== DOCUMENT PASSAGE ==
[Start]

But once Paul understood the grand implications of his identification and union with Christ, he realized God accepted him solely on the basis of Jesus’ completed work and perfect merits, His righteousness and holiness— and not on the basis of Paul’s own feeble efforts to gain salvation by his own works.  This revelation launched Paul into a life characterized by immense joy, gratefulness, freedom, boldness, contentment, surrender, obedience, sacrifice, and selfless service to his Lord and others.  The spiritual transformation in Paul resulted directly from recognizing his new identity and position as one crucified and raised with Christ.  And it gave birth to the incredible phrase found throughout his writings that defines the essence of the Christian life— “in Christ.”

Yet, even with this revelation, Paul confessed he continued battling his sinful nature, not having attained perfect holiness while still living in his sinful flesh (Rom. 7:14-25, Phil. 3:12).  He agonized over failures and shortcomings but did not resign himself to spiritual defeat or throw up his hands in resignation and despair.  Instead, again and again, he affirmed, as a redeemed believer in Christ, his freedom from condemnation and confidently expected God to complete the sanctification He had begun in him (Rom. 8:1, Phil. 1:6).  And this is exactly what God promises to do for each of us.

Paul shows us that discouragement over our failings proves we still depend on ourselves rather than resting, or abiding, in our union with Christ.  We will remain self-focused on our own performance, even after our conversion, until we grasp that pleasing God depends entirely on His work in us, and not our own efforts.  As Jesus said, “Without Me you can do nothing” (John 15:5).  And Jesus meant exactly what He said.

Sanctification requires continually reckoning ourselves dead to sin and alive to God in Christ.  It means acknowledging the absolute sufficiency of Jesus’ sacrifice to cleanse us from anything standing between us and a deeper relationship with God.  It involves consciously seeking the things of the Spirit rather than the flesh.  And it means believing God has accepted us as His beloved children, no matter how we may feel or the circumstances in which we may find ourselves.  The key to sanctification is not self-discipline, but utter dependence on Christ, through faith, alone.


Abiding in the True Vine

In John 15, Jesus likens Himself to a vine providing life and fruitfulness to its branches.  By “abiding” through faith in Him, we receive His spiritual life flowing and transforming our thoughts, desires, words, and actions.  Sometimes pruning is needed to destroy sinful growth and stimulate fresh fruit, but our focus remains on staying connected to the Vine.  The branch does not bear fruit by striving, but simply by drawing strength from Christ and remaining connected to Him.  This is the nature of what Jesus means when He says, “Abide in Me” (John 15:4).

This abiding faith in Him consists of the following:

•    Praising God for making us perfectly righteous through Christ’s sacrifice.  Our deepest identity is now “in Him” and not in anything else, especially us.

•    Thanking Jesus for breaking sin’s dominion over us.  If sin still rules us, it’s because we have not properly understood or relied on the power of the cross.  We have His power at our fingertips; all we have to do is incorporate it into our lives by faith.  So what are we waiting for?

[End]

== TASK ==
Reproduce the passage on sanctification word for word, from "Sanctification requires continually" up to and including "through faith, alone.".

== Data listing ==
[Start]

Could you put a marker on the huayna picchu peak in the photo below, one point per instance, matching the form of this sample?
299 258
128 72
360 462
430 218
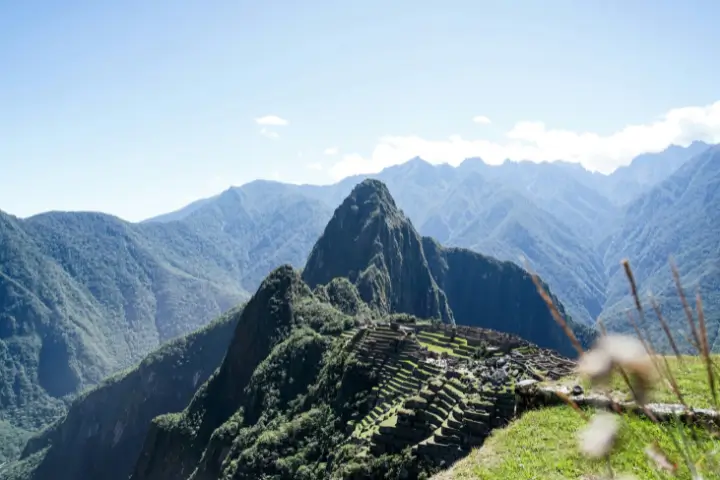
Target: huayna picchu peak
373 360
371 242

[End]

== ANSWER ==
Sanctification requires continually reckoning ourselves dead to sin and alive to God in Christ.  It means acknowledging the absolute sufficiency of Jesus’ sacrifice to cleanse us from anything standing between us and a deeper relationship with God.  It involves consciously seeking the things of the Spirit rather than the flesh.  And it means believing God has accepted us as His beloved children, no matter how we may feel or the circumstances in which we may find ourselves.  The key to sanctification is not self-discipline, but utter dependence on Christ, through faith, alone.